= TASK STATEMENT =
When you reach the entries, transcribe each one exactly.
** DATA TO EXAMINE follows **
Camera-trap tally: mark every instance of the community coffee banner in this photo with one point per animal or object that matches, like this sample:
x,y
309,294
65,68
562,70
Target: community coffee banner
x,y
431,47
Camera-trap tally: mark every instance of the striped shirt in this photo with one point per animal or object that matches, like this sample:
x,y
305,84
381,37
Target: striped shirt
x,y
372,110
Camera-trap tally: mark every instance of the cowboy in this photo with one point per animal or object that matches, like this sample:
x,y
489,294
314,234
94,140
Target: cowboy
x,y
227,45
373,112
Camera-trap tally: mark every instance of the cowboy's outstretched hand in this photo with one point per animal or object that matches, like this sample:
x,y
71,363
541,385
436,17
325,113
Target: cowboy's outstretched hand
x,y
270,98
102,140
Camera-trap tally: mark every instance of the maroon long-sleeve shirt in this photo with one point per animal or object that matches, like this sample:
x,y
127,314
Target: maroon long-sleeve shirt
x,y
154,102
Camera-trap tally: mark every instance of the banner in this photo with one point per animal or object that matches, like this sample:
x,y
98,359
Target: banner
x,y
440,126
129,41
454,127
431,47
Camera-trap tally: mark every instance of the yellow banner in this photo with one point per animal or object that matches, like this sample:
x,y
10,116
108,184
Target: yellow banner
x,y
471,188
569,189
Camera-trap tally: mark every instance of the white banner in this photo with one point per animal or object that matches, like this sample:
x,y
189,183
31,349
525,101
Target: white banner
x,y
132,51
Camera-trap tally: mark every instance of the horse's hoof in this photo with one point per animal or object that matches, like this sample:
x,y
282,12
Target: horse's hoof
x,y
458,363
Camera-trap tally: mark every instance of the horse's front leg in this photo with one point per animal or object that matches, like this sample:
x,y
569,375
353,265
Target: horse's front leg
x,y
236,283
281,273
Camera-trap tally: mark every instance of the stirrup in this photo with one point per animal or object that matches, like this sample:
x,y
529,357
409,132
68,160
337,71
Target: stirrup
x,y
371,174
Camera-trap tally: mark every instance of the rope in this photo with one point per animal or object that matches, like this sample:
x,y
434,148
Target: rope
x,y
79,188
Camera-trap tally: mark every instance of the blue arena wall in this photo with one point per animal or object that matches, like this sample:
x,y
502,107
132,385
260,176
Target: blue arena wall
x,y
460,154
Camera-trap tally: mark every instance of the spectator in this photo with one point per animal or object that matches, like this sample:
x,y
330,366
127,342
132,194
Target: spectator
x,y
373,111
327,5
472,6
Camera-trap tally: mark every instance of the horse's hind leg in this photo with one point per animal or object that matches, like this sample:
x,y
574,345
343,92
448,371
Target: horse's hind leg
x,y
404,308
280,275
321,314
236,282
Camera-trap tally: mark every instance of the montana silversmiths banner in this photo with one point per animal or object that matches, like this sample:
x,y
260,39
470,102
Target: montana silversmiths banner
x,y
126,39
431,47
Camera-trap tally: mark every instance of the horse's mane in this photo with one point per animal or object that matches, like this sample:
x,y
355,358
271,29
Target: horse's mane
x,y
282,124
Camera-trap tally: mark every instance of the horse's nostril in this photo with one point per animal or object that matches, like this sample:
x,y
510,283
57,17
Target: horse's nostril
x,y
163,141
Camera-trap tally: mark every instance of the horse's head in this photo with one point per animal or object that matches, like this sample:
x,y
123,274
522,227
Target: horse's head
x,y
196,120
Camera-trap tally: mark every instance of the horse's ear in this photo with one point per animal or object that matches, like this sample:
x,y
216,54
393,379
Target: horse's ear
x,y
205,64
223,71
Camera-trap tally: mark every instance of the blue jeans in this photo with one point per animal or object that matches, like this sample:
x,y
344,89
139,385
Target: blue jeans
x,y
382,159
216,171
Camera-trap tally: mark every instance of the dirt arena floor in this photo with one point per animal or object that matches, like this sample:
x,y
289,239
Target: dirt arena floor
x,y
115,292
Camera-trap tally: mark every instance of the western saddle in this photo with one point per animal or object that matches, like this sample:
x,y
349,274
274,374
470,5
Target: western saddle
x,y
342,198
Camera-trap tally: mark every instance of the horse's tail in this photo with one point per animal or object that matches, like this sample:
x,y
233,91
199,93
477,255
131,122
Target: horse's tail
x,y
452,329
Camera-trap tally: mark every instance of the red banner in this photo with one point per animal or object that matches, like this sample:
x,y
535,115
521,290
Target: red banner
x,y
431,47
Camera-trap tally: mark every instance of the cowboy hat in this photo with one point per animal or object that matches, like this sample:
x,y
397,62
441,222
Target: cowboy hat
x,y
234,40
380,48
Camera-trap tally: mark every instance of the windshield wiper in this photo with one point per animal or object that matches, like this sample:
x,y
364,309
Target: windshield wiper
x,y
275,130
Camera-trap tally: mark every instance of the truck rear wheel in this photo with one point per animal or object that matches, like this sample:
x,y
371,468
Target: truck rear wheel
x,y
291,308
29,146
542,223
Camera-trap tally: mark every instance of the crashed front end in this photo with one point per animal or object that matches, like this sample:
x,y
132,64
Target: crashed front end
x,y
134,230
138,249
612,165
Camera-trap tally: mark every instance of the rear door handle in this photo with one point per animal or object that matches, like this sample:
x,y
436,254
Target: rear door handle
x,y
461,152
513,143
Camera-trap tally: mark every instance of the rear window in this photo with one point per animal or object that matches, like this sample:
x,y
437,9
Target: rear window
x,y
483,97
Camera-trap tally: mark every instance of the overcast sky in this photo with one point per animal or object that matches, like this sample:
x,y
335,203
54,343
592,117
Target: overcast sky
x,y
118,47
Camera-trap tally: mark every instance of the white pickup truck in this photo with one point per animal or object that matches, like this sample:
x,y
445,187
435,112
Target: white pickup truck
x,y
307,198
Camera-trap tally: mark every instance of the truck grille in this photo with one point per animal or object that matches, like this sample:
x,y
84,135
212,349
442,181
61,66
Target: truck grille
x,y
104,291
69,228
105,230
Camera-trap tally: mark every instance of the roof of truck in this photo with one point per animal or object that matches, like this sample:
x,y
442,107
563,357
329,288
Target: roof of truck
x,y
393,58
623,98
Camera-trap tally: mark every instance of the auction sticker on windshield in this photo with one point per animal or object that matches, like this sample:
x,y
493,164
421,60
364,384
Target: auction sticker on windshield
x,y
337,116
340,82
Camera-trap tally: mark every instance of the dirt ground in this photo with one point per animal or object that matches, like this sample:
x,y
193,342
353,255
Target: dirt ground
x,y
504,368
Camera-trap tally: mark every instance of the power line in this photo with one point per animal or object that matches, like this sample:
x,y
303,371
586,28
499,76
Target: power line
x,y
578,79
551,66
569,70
** End of DATA TO EXAMINE **
= ANSWER TO THIS PROBLEM =
Camera-trap tally: mark every instance of the community coffee banner in this photo with one point per animal or object that matches, like this sample:
x,y
309,294
65,68
562,70
Target: community coffee banner
x,y
431,47
Camera-trap tally: mark every instance of the striped shirt in this photo with one point per animal or object that matches, like this sample:
x,y
305,84
381,37
Target: striped shirt
x,y
372,110
Camera-trap tally: mark every instance of the cowboy in this photo with one point per animal or object that matches, like this sample:
x,y
489,294
314,234
94,140
Target: cowboy
x,y
227,45
373,112
Camera-trap tally: mark every instance of the cowboy's outstretched hand in this photo with one point per animal or object that matches, like this sample:
x,y
71,363
541,385
436,17
325,113
Target: cowboy's outstretched hand
x,y
270,98
102,140
Camera-trap tally: mark every instance of the maroon long-sleeve shirt in this photo with one point per animal or object that matches, like this sample:
x,y
127,314
Target: maroon long-sleeve shirt
x,y
154,102
Camera-trap tally: mark every instance of the banner in this photo with one point per animal or object that matches, like this sample:
x,y
98,359
Target: banner
x,y
440,126
129,41
454,127
431,47
Camera-trap tally: mark every instance of the yellow banner in this photo with one point per animal or object that matches, like this sample:
x,y
10,116
108,184
Target: yellow banner
x,y
471,188
569,189
Camera-trap tally: mark every instance of the white banner in this photo with one point per animal or object that matches, like this sample:
x,y
189,183
31,349
525,101
Target: white banner
x,y
132,51
Camera-trap tally: mark every instance of the horse's hoof in this photo with one point per animal or object that matches, like this sample:
x,y
282,12
Target: horse's hoof
x,y
458,363
Camera-trap tally: mark every instance of the horse's front leg in this photo with one point per animal or object that matches, like this sample:
x,y
569,375
353,265
Target: horse's front leg
x,y
236,283
281,273
Camera-trap tally: mark every instance of the stirrup in this photo with one point per animal or object that matches, like this sample:
x,y
529,357
409,132
68,160
337,71
Target: stirrup
x,y
371,174
Camera-trap tally: mark every instance of the rope in this photo with one point per animal or object that matches, like this sample:
x,y
434,148
Target: rope
x,y
79,188
Camera-trap tally: mark every instance of the blue arena wall in this photo with one point per animal or object that matches, like this sample:
x,y
502,107
132,385
260,176
Target: blue arena wall
x,y
460,154
Camera-trap tally: mark every instance of the spectator in this photo with one point per animal or object that matches, like this sample:
x,y
330,366
127,342
132,194
Target: spectator
x,y
373,111
327,5
472,6
Camera-trap tally: mark every instance of the horse's hind leg in this photo with one point per animal or object that matches, like this sample:
x,y
574,345
343,92
448,371
Target: horse's hind leg
x,y
404,308
280,275
321,314
236,282
Camera-trap tally: mark every instance of the montana silversmiths banner in this photo with one point per animal or object that matches, like this sample:
x,y
260,39
470,102
Target: montana silversmiths banner
x,y
126,39
431,47
Camera-trap tally: mark every instance of the horse's mane in this photo with one point per animal or object that matches, like this sample:
x,y
355,358
271,29
Target: horse's mane
x,y
282,124
Camera-trap tally: mark every instance of the horse's nostril in this photo with one point per animal or object that matches, like this sample:
x,y
510,283
57,17
Target: horse's nostril
x,y
163,141
Camera-trap tally: mark every instance of the horse's head in this photo with one point per animal or object that matches, like this sample:
x,y
123,274
522,227
Target: horse's head
x,y
196,120
Camera-trap tally: mark every instance of the horse's ear in this photo with one point per animal or object that matches, like this sample:
x,y
216,54
393,379
Target: horse's ear
x,y
205,64
223,71
Camera-trap tally: mark every instance of the blue jeans in this photo with one point per animal or object that matches, like this sample:
x,y
344,89
139,385
Target: blue jeans
x,y
382,159
216,171
Camera-trap tally: mark every instance of the dirt arena floor in this photo with one point per animal or object that matches, like this sample:
x,y
289,239
Target: dirt arena floor
x,y
115,292
Camera-trap tally: mark every instance of the western saddle in this photo with one point per animal or object that matches, like this sample:
x,y
349,274
274,374
470,5
Target: western saddle
x,y
342,198
Camera-trap tally: mark every instance of the horse's tail in this photo with one point per animal or object that matches, like this sample:
x,y
233,91
199,93
477,255
131,122
Target: horse's tail
x,y
452,329
Camera-trap tally: mark every instance of the red banner in this photo with one point per animal or object that matches, like this sample:
x,y
535,115
521,290
Target: red banner
x,y
431,47
Camera-trap tally: mark every instance of the cowboy hat in this photo with one point per animal or object that matches, like this sample:
x,y
397,62
441,222
Target: cowboy hat
x,y
234,40
380,48
Camera-trap tally: mark every instance of the windshield wiper in this photo with one point per animal or object that matches, like this sample:
x,y
364,309
Target: windshield wiper
x,y
275,130
Camera-trap tally: mark every instance of the truck rear wheel in this photo with one point per animal or object that matches, like this sample:
x,y
371,468
Target: truck rear wheel
x,y
291,308
29,146
542,223
Camera-trap tally: mark every instance of the crashed front end in this photo with one point per animal or object that matches, like this sample:
x,y
132,64
Target: crashed front end
x,y
134,230
138,249
612,165
Camera-trap tally: mark every instance of the rear door handle in this photo with one point per animal or object that matches, like this sample:
x,y
436,254
Target: rear door handle
x,y
461,152
513,143
Camera-trap tally: mark every instance of the rear window in this photo with one point per animal or object that matches, like this sample:
x,y
437,9
Target: rear window
x,y
483,97
Camera-trap tally: mark every instance of the overcast sky in this photo with one point per animal or object that matches, like this sample:
x,y
335,203
54,343
592,117
Target: overcast sky
x,y
118,47
Camera-trap tally: mark every instance of the white pickup truck in this photo with one point per animal or object that matches, like this sample:
x,y
445,187
435,112
Target: white pickup truck
x,y
307,198
Camera-trap tally: mark every instance of the truck grille in this photo with one point per animal or object that matches, like this sample:
x,y
84,135
212,349
442,181
61,66
Target: truck grille
x,y
104,291
69,228
105,230
Camera-trap tally: mark every instance of the roof of truck in this photo with one point per animal or object that matches, like this sample:
x,y
442,107
563,357
329,288
Target: roof of truck
x,y
393,58
623,98
Camera-trap tally: mark every instance of the auction sticker on windshield in this photo with one point per animal or object that matches, like this sample:
x,y
493,164
421,60
364,384
Target: auction sticker on windshield
x,y
337,116
340,82
Camera-trap tally: mark every instance of the dirt ground in this photo with one point per animal or object that matches, like this sample:
x,y
193,342
353,255
Target: dirt ground
x,y
504,368
Camera-trap tally: mark every instance of the power line in this photo with one point per animal or object that matches, like this sample:
x,y
303,371
586,28
499,76
Target: power line
x,y
578,79
551,66
569,70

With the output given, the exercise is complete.